Source records:
★ ★ ★ ★ ★

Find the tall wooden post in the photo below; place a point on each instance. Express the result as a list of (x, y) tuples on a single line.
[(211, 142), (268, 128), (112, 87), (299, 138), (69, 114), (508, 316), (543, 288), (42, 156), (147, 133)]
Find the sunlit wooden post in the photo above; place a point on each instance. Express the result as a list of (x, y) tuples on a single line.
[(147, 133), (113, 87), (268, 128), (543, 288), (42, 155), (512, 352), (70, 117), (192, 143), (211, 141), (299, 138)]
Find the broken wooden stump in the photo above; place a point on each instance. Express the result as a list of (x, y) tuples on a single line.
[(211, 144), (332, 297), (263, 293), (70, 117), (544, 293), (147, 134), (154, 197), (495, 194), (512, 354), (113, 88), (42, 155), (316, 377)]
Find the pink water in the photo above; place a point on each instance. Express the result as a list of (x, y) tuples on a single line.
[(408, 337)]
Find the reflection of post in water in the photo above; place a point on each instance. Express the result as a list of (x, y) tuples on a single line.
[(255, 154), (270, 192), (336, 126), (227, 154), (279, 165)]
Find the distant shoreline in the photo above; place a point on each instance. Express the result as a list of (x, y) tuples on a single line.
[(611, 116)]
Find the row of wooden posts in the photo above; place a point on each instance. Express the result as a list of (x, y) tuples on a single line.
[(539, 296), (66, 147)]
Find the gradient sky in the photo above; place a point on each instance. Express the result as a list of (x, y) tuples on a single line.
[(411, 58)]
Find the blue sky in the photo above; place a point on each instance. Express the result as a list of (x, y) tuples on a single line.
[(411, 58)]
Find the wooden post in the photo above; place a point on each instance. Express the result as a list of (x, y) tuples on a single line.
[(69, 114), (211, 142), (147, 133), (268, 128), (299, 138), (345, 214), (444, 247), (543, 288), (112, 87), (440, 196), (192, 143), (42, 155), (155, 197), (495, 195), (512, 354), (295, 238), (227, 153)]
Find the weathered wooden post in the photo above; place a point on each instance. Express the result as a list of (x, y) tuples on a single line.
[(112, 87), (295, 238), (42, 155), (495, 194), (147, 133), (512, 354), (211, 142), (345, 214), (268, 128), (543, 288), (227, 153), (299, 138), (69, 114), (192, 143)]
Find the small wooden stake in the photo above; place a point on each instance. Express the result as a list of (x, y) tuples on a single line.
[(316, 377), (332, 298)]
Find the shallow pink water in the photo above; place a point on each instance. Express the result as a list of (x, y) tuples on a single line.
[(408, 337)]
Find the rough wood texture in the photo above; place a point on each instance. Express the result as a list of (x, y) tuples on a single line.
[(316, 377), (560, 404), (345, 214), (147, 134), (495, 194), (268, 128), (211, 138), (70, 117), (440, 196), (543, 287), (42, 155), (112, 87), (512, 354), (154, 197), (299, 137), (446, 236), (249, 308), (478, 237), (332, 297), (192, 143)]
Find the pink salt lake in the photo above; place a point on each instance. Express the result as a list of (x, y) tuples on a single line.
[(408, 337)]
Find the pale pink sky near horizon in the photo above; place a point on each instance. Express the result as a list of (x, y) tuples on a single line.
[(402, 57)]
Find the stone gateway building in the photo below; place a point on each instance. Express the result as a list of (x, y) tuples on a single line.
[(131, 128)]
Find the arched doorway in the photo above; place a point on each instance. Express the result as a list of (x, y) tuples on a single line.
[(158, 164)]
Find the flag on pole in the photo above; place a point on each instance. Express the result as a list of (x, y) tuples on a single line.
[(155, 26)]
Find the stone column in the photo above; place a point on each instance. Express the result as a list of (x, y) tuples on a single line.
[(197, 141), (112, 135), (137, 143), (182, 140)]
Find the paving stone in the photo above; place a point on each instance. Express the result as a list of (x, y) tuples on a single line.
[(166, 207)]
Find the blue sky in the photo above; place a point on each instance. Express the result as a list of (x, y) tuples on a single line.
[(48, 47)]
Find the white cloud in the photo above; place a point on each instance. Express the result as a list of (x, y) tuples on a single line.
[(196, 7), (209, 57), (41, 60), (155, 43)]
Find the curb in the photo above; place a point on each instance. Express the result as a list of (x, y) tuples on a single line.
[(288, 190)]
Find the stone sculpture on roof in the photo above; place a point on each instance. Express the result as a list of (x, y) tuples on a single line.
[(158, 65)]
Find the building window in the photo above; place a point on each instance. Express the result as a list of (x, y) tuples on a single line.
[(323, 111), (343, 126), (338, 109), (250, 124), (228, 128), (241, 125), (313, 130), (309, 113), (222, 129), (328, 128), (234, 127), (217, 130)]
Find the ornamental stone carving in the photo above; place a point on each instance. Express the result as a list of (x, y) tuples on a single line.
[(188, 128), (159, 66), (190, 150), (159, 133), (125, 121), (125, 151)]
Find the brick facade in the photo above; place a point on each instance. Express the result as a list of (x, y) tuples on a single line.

★ ★ ★ ★ ★

-- What you should do --
Above are some records; repeat all of them exactly.

-- Exercise result --
Find the tall wooden post in the photo below; place a point on each instance. Express the result as a list of (x, y) tuples on a single line.
[(211, 142), (268, 128), (112, 87), (299, 138), (69, 114), (508, 316), (543, 288), (42, 156), (147, 133)]
Find the sunlit wooden post in the photo above; place a point on each instance. Express the result as a list of (x, y) tuples on a single line.
[(147, 133), (113, 87), (268, 128), (543, 288), (42, 155), (512, 352), (70, 117), (192, 143), (211, 141), (299, 138)]
Find the broken wooden stump in the photo above; place a point on each instance. Express the result as a list of (x, y) tuples on a single line.
[(211, 144), (332, 297), (263, 293), (70, 117), (544, 293), (147, 134), (154, 197), (495, 194), (512, 354), (113, 88), (42, 155), (316, 377)]
Find the pink water in the photo above; place a point on each instance. Express the result as a list of (x, y) tuples on a single line.
[(408, 337)]
Find the reflection of post in water in the photo above; place a point on each instance. Express the result as a list of (x, y) tuples on a single line.
[(255, 154), (270, 192), (336, 126), (227, 154), (279, 165)]
Find the distant shoreline in the photo above; place a point on each instance. Express the result as a list of (x, y) tuples on a single line.
[(611, 116)]
Find the row of wooden posts in the photo above; place a point on each instance. Express the result as a list of (x, y) tuples on a single line.
[(539, 296), (66, 147)]
Find the gradient sky in the photo above; place a point on each instance. Express the result as a list of (x, y) tuples on a single line.
[(411, 58)]
Find the blue sky in the photo above; place a point on each instance. Express the result as a list of (x, y) tuples on a single line.
[(411, 58)]
Find the wooden post in the photo above; place a point on each instance. Express the result as a list of (x, y) tuples on a single line.
[(69, 114), (211, 142), (147, 133), (268, 128), (299, 138), (345, 214), (444, 247), (543, 288), (112, 87), (440, 196), (192, 143), (42, 155), (155, 197), (495, 195), (512, 354), (295, 238), (227, 153)]
Find the weathered wooden post in the photo above; place a point on each instance. Express the result as a list of (x, y) tuples on a single line.
[(112, 87), (295, 238), (42, 155), (495, 194), (147, 133), (512, 354), (211, 142), (345, 214), (268, 128), (543, 288), (227, 153), (299, 138), (69, 114), (192, 143)]
Find the small wooden stake in the photo above; place a point on each instance. Express the result as a list of (x, y) tuples on a single line.
[(316, 377), (332, 298)]
Find the shallow pink water in the photo above; place a point on each instance. Express the result as a list of (x, y) tuples on a single line.
[(408, 337)]
Find the rough wood texture in the photo above; place a point on each instance. Express the result as a list of (x, y) tuples on a single line.
[(316, 377), (560, 404), (345, 214), (147, 134), (495, 194), (268, 128), (211, 138), (70, 117), (440, 196), (543, 287), (42, 155), (112, 87), (512, 354), (154, 197), (299, 137), (446, 236), (249, 308), (478, 237), (332, 297), (192, 143)]
Find the pink salt lake in the photo above; place a point on each instance. Express the result as a list of (x, y) tuples on a single line.
[(408, 337)]
Find the pale pink sky near horizon in the photo above; place a point on each instance. Express the result as a list of (x, y) tuples on a single line.
[(402, 57)]
Find the stone gateway building in the photo below; place a point on each instance. Express the result as a list of (x, y) tuples on a single line.
[(131, 128)]
Find the arched doorway in the photo above; place a point on each instance. Express the result as a list of (x, y) tuples on a single line.
[(158, 164)]
Find the flag on pole in the photo above; place a point on each instance. Express the result as a list of (x, y) tuples on a single line.
[(155, 26)]
Find the stone column in the photo above; place a point on each instance. Express the result as a list of (x, y) tuples on a single line.
[(197, 141), (112, 135), (137, 143), (182, 140)]
Find the paving stone in the photo above; place a point on each instance. Express the result as a list of (x, y) tuples on a single line.
[(166, 207)]
Find the blue sky in the photo above; place a point on each instance. Express the result as a list of (x, y) tuples on a single line.
[(48, 47)]
Find the white cloud in the photo above; place a point on each instance. Express the result as a list of (x, y) tuples on a single line.
[(196, 7), (209, 57), (41, 60), (155, 43)]
Find the curb in the photo above; place a point on each instance. Express the result as a list of (x, y) tuples on a single line.
[(288, 190)]
Find the stone sculpture on roof in the photo above; place a point on each instance. Express the result as a list of (x, y) tuples on a single line.
[(158, 65)]
Find the building window in the photo above; place a point on each instance. Express the result as a list of (x, y) tuples on a single line.
[(323, 111), (343, 126), (338, 109), (250, 124), (228, 128), (241, 125), (313, 130), (309, 113), (222, 129), (328, 128), (234, 127), (217, 130)]
Find the ornamental stone carving in the photo above; place a point on each instance. Express the result as a list of (x, y) tuples on a single line.
[(188, 128), (159, 66), (190, 150), (159, 133), (125, 121), (125, 151)]
Find the brick facade in the photo above; place a point on each instance. Express the result as a list of (x, y) tuples on a single line.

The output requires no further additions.